**GOAL OF THE EXERCISE:** List every line of the rows below that contains the word "countertop", copying each line in full.

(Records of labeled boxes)
──────────────────────────────

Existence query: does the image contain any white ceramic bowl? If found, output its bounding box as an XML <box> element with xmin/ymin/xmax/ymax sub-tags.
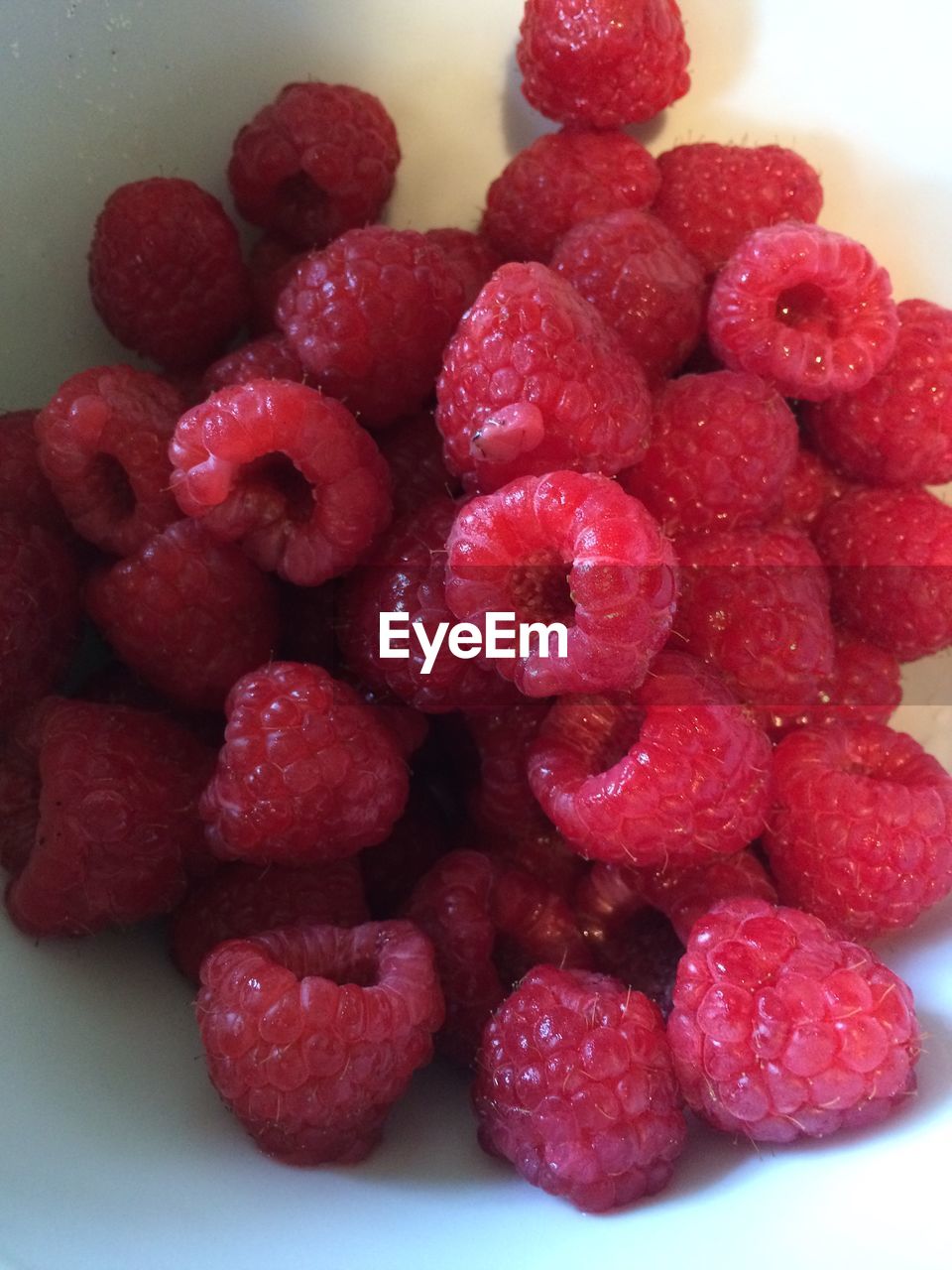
<box><xmin>0</xmin><ymin>0</ymin><xmax>952</xmax><ymax>1270</ymax></box>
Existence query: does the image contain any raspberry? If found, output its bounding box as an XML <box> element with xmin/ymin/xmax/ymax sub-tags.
<box><xmin>445</xmin><ymin>472</ymin><xmax>678</xmax><ymax>698</ymax></box>
<box><xmin>278</xmin><ymin>226</ymin><xmax>466</xmax><ymax>428</ymax></box>
<box><xmin>228</xmin><ymin>83</ymin><xmax>400</xmax><ymax>248</ymax></box>
<box><xmin>436</xmin><ymin>264</ymin><xmax>652</xmax><ymax>490</ymax></box>
<box><xmin>89</xmin><ymin>177</ymin><xmax>250</xmax><ymax>367</ymax></box>
<box><xmin>86</xmin><ymin>521</ymin><xmax>278</xmax><ymax>710</ymax></box>
<box><xmin>200</xmin><ymin>662</ymin><xmax>408</xmax><ymax>865</ymax></box>
<box><xmin>472</xmin><ymin>965</ymin><xmax>686</xmax><ymax>1212</ymax></box>
<box><xmin>765</xmin><ymin>722</ymin><xmax>952</xmax><ymax>940</ymax></box>
<box><xmin>169</xmin><ymin>860</ymin><xmax>368</xmax><ymax>983</ymax></box>
<box><xmin>171</xmin><ymin>380</ymin><xmax>390</xmax><ymax>586</ymax></box>
<box><xmin>810</xmin><ymin>300</ymin><xmax>952</xmax><ymax>486</ymax></box>
<box><xmin>4</xmin><ymin>698</ymin><xmax>209</xmax><ymax>936</ymax></box>
<box><xmin>622</xmin><ymin>371</ymin><xmax>798</xmax><ymax>534</ymax></box>
<box><xmin>482</xmin><ymin>128</ymin><xmax>660</xmax><ymax>264</ymax></box>
<box><xmin>667</xmin><ymin>899</ymin><xmax>919</xmax><ymax>1142</ymax></box>
<box><xmin>675</xmin><ymin>528</ymin><xmax>834</xmax><ymax>710</ymax></box>
<box><xmin>36</xmin><ymin>366</ymin><xmax>182</xmax><ymax>557</ymax></box>
<box><xmin>0</xmin><ymin>514</ymin><xmax>80</xmax><ymax>731</ymax></box>
<box><xmin>707</xmin><ymin>222</ymin><xmax>898</xmax><ymax>401</ymax></box>
<box><xmin>652</xmin><ymin>141</ymin><xmax>822</xmax><ymax>274</ymax></box>
<box><xmin>816</xmin><ymin>489</ymin><xmax>952</xmax><ymax>662</ymax></box>
<box><xmin>195</xmin><ymin>922</ymin><xmax>443</xmax><ymax>1165</ymax></box>
<box><xmin>516</xmin><ymin>0</ymin><xmax>690</xmax><ymax>128</ymax></box>
<box><xmin>530</xmin><ymin>653</ymin><xmax>772</xmax><ymax>866</ymax></box>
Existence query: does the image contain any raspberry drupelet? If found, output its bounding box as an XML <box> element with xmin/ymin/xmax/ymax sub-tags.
<box><xmin>195</xmin><ymin>922</ymin><xmax>443</xmax><ymax>1165</ymax></box>
<box><xmin>667</xmin><ymin>899</ymin><xmax>919</xmax><ymax>1143</ymax></box>
<box><xmin>445</xmin><ymin>472</ymin><xmax>678</xmax><ymax>698</ymax></box>
<box><xmin>171</xmin><ymin>380</ymin><xmax>391</xmax><ymax>586</ymax></box>
<box><xmin>436</xmin><ymin>264</ymin><xmax>652</xmax><ymax>491</ymax></box>
<box><xmin>707</xmin><ymin>222</ymin><xmax>898</xmax><ymax>401</ymax></box>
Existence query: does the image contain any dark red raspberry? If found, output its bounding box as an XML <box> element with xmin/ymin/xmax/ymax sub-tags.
<box><xmin>472</xmin><ymin>965</ymin><xmax>686</xmax><ymax>1212</ymax></box>
<box><xmin>816</xmin><ymin>489</ymin><xmax>952</xmax><ymax>662</ymax></box>
<box><xmin>86</xmin><ymin>521</ymin><xmax>278</xmax><ymax>710</ymax></box>
<box><xmin>675</xmin><ymin>528</ymin><xmax>834</xmax><ymax>710</ymax></box>
<box><xmin>667</xmin><ymin>899</ymin><xmax>919</xmax><ymax>1142</ymax></box>
<box><xmin>202</xmin><ymin>662</ymin><xmax>408</xmax><ymax>865</ymax></box>
<box><xmin>482</xmin><ymin>128</ymin><xmax>660</xmax><ymax>264</ymax></box>
<box><xmin>0</xmin><ymin>514</ymin><xmax>80</xmax><ymax>731</ymax></box>
<box><xmin>169</xmin><ymin>860</ymin><xmax>369</xmax><ymax>983</ymax></box>
<box><xmin>278</xmin><ymin>226</ymin><xmax>466</xmax><ymax>428</ymax></box>
<box><xmin>765</xmin><ymin>722</ymin><xmax>952</xmax><ymax>940</ymax></box>
<box><xmin>89</xmin><ymin>177</ymin><xmax>250</xmax><ymax>367</ymax></box>
<box><xmin>517</xmin><ymin>0</ymin><xmax>690</xmax><ymax>128</ymax></box>
<box><xmin>652</xmin><ymin>141</ymin><xmax>822</xmax><ymax>274</ymax></box>
<box><xmin>171</xmin><ymin>380</ymin><xmax>391</xmax><ymax>586</ymax></box>
<box><xmin>195</xmin><ymin>922</ymin><xmax>443</xmax><ymax>1165</ymax></box>
<box><xmin>436</xmin><ymin>264</ymin><xmax>652</xmax><ymax>490</ymax></box>
<box><xmin>228</xmin><ymin>83</ymin><xmax>400</xmax><ymax>248</ymax></box>
<box><xmin>4</xmin><ymin>698</ymin><xmax>210</xmax><ymax>935</ymax></box>
<box><xmin>707</xmin><ymin>222</ymin><xmax>898</xmax><ymax>401</ymax></box>
<box><xmin>622</xmin><ymin>371</ymin><xmax>798</xmax><ymax>534</ymax></box>
<box><xmin>445</xmin><ymin>472</ymin><xmax>678</xmax><ymax>698</ymax></box>
<box><xmin>530</xmin><ymin>653</ymin><xmax>772</xmax><ymax>866</ymax></box>
<box><xmin>36</xmin><ymin>366</ymin><xmax>182</xmax><ymax>557</ymax></box>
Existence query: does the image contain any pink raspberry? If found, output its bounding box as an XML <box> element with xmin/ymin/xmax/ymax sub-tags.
<box><xmin>89</xmin><ymin>177</ymin><xmax>250</xmax><ymax>367</ymax></box>
<box><xmin>530</xmin><ymin>653</ymin><xmax>772</xmax><ymax>866</ymax></box>
<box><xmin>472</xmin><ymin>965</ymin><xmax>686</xmax><ymax>1212</ymax></box>
<box><xmin>200</xmin><ymin>662</ymin><xmax>408</xmax><ymax>865</ymax></box>
<box><xmin>171</xmin><ymin>380</ymin><xmax>391</xmax><ymax>586</ymax></box>
<box><xmin>482</xmin><ymin>128</ymin><xmax>660</xmax><ymax>264</ymax></box>
<box><xmin>278</xmin><ymin>226</ymin><xmax>466</xmax><ymax>428</ymax></box>
<box><xmin>436</xmin><ymin>264</ymin><xmax>652</xmax><ymax>490</ymax></box>
<box><xmin>652</xmin><ymin>141</ymin><xmax>822</xmax><ymax>274</ymax></box>
<box><xmin>621</xmin><ymin>371</ymin><xmax>798</xmax><ymax>534</ymax></box>
<box><xmin>517</xmin><ymin>0</ymin><xmax>690</xmax><ymax>128</ymax></box>
<box><xmin>707</xmin><ymin>222</ymin><xmax>898</xmax><ymax>401</ymax></box>
<box><xmin>195</xmin><ymin>922</ymin><xmax>443</xmax><ymax>1165</ymax></box>
<box><xmin>445</xmin><ymin>472</ymin><xmax>678</xmax><ymax>698</ymax></box>
<box><xmin>667</xmin><ymin>899</ymin><xmax>919</xmax><ymax>1142</ymax></box>
<box><xmin>552</xmin><ymin>210</ymin><xmax>707</xmax><ymax>378</ymax></box>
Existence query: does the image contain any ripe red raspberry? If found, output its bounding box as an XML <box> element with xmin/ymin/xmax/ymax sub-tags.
<box><xmin>517</xmin><ymin>0</ymin><xmax>690</xmax><ymax>128</ymax></box>
<box><xmin>445</xmin><ymin>472</ymin><xmax>678</xmax><ymax>698</ymax></box>
<box><xmin>530</xmin><ymin>653</ymin><xmax>772</xmax><ymax>866</ymax></box>
<box><xmin>89</xmin><ymin>177</ymin><xmax>250</xmax><ymax>367</ymax></box>
<box><xmin>0</xmin><ymin>514</ymin><xmax>80</xmax><ymax>731</ymax></box>
<box><xmin>675</xmin><ymin>528</ymin><xmax>834</xmax><ymax>710</ymax></box>
<box><xmin>195</xmin><ymin>922</ymin><xmax>443</xmax><ymax>1165</ymax></box>
<box><xmin>36</xmin><ymin>366</ymin><xmax>182</xmax><ymax>557</ymax></box>
<box><xmin>169</xmin><ymin>860</ymin><xmax>368</xmax><ymax>983</ymax></box>
<box><xmin>472</xmin><ymin>965</ymin><xmax>686</xmax><ymax>1212</ymax></box>
<box><xmin>200</xmin><ymin>662</ymin><xmax>408</xmax><ymax>865</ymax></box>
<box><xmin>652</xmin><ymin>141</ymin><xmax>822</xmax><ymax>274</ymax></box>
<box><xmin>4</xmin><ymin>698</ymin><xmax>210</xmax><ymax>936</ymax></box>
<box><xmin>816</xmin><ymin>489</ymin><xmax>952</xmax><ymax>662</ymax></box>
<box><xmin>707</xmin><ymin>222</ymin><xmax>898</xmax><ymax>401</ymax></box>
<box><xmin>86</xmin><ymin>521</ymin><xmax>278</xmax><ymax>710</ymax></box>
<box><xmin>228</xmin><ymin>83</ymin><xmax>400</xmax><ymax>248</ymax></box>
<box><xmin>621</xmin><ymin>371</ymin><xmax>798</xmax><ymax>534</ymax></box>
<box><xmin>482</xmin><ymin>128</ymin><xmax>660</xmax><ymax>264</ymax></box>
<box><xmin>407</xmin><ymin>851</ymin><xmax>591</xmax><ymax>1063</ymax></box>
<box><xmin>765</xmin><ymin>722</ymin><xmax>952</xmax><ymax>940</ymax></box>
<box><xmin>552</xmin><ymin>212</ymin><xmax>707</xmax><ymax>378</ymax></box>
<box><xmin>171</xmin><ymin>380</ymin><xmax>391</xmax><ymax>586</ymax></box>
<box><xmin>808</xmin><ymin>300</ymin><xmax>952</xmax><ymax>486</ymax></box>
<box><xmin>667</xmin><ymin>899</ymin><xmax>919</xmax><ymax>1142</ymax></box>
<box><xmin>278</xmin><ymin>226</ymin><xmax>466</xmax><ymax>428</ymax></box>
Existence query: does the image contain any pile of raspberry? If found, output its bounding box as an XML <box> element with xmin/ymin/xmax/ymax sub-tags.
<box><xmin>0</xmin><ymin>0</ymin><xmax>952</xmax><ymax>1211</ymax></box>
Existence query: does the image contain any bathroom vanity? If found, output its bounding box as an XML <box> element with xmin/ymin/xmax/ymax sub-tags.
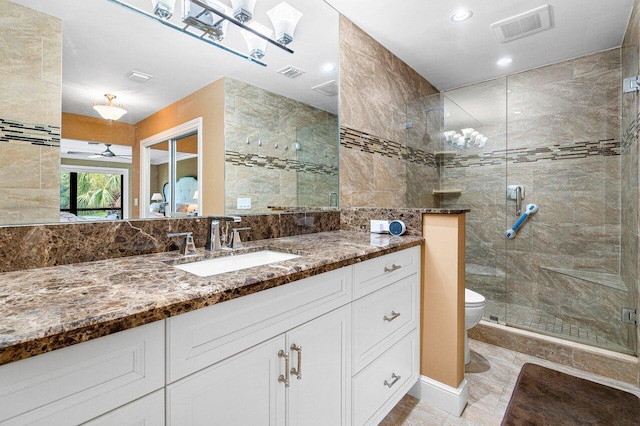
<box><xmin>0</xmin><ymin>231</ymin><xmax>422</xmax><ymax>425</ymax></box>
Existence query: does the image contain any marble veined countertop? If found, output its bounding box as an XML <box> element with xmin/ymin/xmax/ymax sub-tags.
<box><xmin>0</xmin><ymin>231</ymin><xmax>423</xmax><ymax>365</ymax></box>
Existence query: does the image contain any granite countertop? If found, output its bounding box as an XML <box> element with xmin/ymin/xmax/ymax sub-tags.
<box><xmin>0</xmin><ymin>231</ymin><xmax>423</xmax><ymax>365</ymax></box>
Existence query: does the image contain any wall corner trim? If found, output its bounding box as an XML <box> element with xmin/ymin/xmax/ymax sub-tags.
<box><xmin>409</xmin><ymin>376</ymin><xmax>469</xmax><ymax>417</ymax></box>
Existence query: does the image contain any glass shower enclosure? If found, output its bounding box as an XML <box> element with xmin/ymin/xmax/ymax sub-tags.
<box><xmin>407</xmin><ymin>49</ymin><xmax>637</xmax><ymax>354</ymax></box>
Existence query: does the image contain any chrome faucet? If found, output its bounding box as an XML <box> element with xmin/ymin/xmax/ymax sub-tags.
<box><xmin>229</xmin><ymin>226</ymin><xmax>251</xmax><ymax>248</ymax></box>
<box><xmin>205</xmin><ymin>215</ymin><xmax>242</xmax><ymax>251</ymax></box>
<box><xmin>167</xmin><ymin>232</ymin><xmax>196</xmax><ymax>256</ymax></box>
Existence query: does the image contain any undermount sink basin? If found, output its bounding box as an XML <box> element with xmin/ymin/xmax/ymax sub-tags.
<box><xmin>174</xmin><ymin>250</ymin><xmax>300</xmax><ymax>277</ymax></box>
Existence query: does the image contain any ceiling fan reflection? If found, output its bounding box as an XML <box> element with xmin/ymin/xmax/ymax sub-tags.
<box><xmin>67</xmin><ymin>143</ymin><xmax>131</xmax><ymax>158</ymax></box>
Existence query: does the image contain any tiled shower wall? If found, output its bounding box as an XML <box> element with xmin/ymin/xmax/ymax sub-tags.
<box><xmin>440</xmin><ymin>49</ymin><xmax>634</xmax><ymax>350</ymax></box>
<box><xmin>620</xmin><ymin>0</ymin><xmax>640</xmax><ymax>362</ymax></box>
<box><xmin>224</xmin><ymin>78</ymin><xmax>338</xmax><ymax>213</ymax></box>
<box><xmin>0</xmin><ymin>0</ymin><xmax>62</xmax><ymax>224</ymax></box>
<box><xmin>340</xmin><ymin>16</ymin><xmax>438</xmax><ymax>208</ymax></box>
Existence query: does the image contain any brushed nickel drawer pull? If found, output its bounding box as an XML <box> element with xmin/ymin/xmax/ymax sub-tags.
<box><xmin>278</xmin><ymin>349</ymin><xmax>289</xmax><ymax>388</ymax></box>
<box><xmin>383</xmin><ymin>311</ymin><xmax>400</xmax><ymax>322</ymax></box>
<box><xmin>384</xmin><ymin>263</ymin><xmax>402</xmax><ymax>272</ymax></box>
<box><xmin>291</xmin><ymin>343</ymin><xmax>302</xmax><ymax>380</ymax></box>
<box><xmin>384</xmin><ymin>373</ymin><xmax>400</xmax><ymax>389</ymax></box>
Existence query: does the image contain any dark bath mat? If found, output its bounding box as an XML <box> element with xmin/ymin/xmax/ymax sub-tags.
<box><xmin>502</xmin><ymin>364</ymin><xmax>640</xmax><ymax>426</ymax></box>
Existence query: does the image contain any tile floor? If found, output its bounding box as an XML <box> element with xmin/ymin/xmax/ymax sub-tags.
<box><xmin>380</xmin><ymin>339</ymin><xmax>640</xmax><ymax>426</ymax></box>
<box><xmin>485</xmin><ymin>300</ymin><xmax>633</xmax><ymax>354</ymax></box>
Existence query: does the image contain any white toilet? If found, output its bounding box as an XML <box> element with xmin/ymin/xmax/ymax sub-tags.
<box><xmin>464</xmin><ymin>288</ymin><xmax>486</xmax><ymax>364</ymax></box>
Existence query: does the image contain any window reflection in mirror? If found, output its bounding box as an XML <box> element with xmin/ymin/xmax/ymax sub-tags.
<box><xmin>140</xmin><ymin>119</ymin><xmax>203</xmax><ymax>218</ymax></box>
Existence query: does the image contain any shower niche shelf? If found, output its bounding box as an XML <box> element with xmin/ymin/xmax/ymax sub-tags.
<box><xmin>433</xmin><ymin>189</ymin><xmax>462</xmax><ymax>195</ymax></box>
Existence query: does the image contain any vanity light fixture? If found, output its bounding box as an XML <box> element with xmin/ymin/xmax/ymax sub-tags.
<box><xmin>151</xmin><ymin>0</ymin><xmax>176</xmax><ymax>19</ymax></box>
<box><xmin>240</xmin><ymin>21</ymin><xmax>273</xmax><ymax>60</ymax></box>
<box><xmin>451</xmin><ymin>9</ymin><xmax>473</xmax><ymax>23</ymax></box>
<box><xmin>267</xmin><ymin>1</ymin><xmax>302</xmax><ymax>46</ymax></box>
<box><xmin>182</xmin><ymin>0</ymin><xmax>233</xmax><ymax>42</ymax></box>
<box><xmin>496</xmin><ymin>56</ymin><xmax>513</xmax><ymax>67</ymax></box>
<box><xmin>93</xmin><ymin>93</ymin><xmax>127</xmax><ymax>121</ymax></box>
<box><xmin>107</xmin><ymin>0</ymin><xmax>302</xmax><ymax>67</ymax></box>
<box><xmin>231</xmin><ymin>0</ymin><xmax>256</xmax><ymax>22</ymax></box>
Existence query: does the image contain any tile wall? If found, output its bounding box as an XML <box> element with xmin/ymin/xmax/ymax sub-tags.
<box><xmin>340</xmin><ymin>16</ymin><xmax>437</xmax><ymax>208</ymax></box>
<box><xmin>0</xmin><ymin>0</ymin><xmax>62</xmax><ymax>224</ymax></box>
<box><xmin>224</xmin><ymin>78</ymin><xmax>338</xmax><ymax>213</ymax></box>
<box><xmin>440</xmin><ymin>49</ymin><xmax>634</xmax><ymax>351</ymax></box>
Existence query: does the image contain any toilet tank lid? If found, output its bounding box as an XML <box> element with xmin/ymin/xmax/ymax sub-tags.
<box><xmin>464</xmin><ymin>288</ymin><xmax>484</xmax><ymax>303</ymax></box>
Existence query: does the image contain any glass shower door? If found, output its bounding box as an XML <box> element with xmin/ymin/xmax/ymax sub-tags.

──────────────────────────────

**OUTPUT FOR THIS TASK:**
Existence query: does the image contain any marble veined countertop? If found, output its bounding box as an XML <box> element with xmin/ymin/xmax/ymax sub-tags.
Existence query: does the image contain any granite countertop? If found, output its bounding box as an XML <box> element with xmin/ymin/xmax/ymax sub-tags.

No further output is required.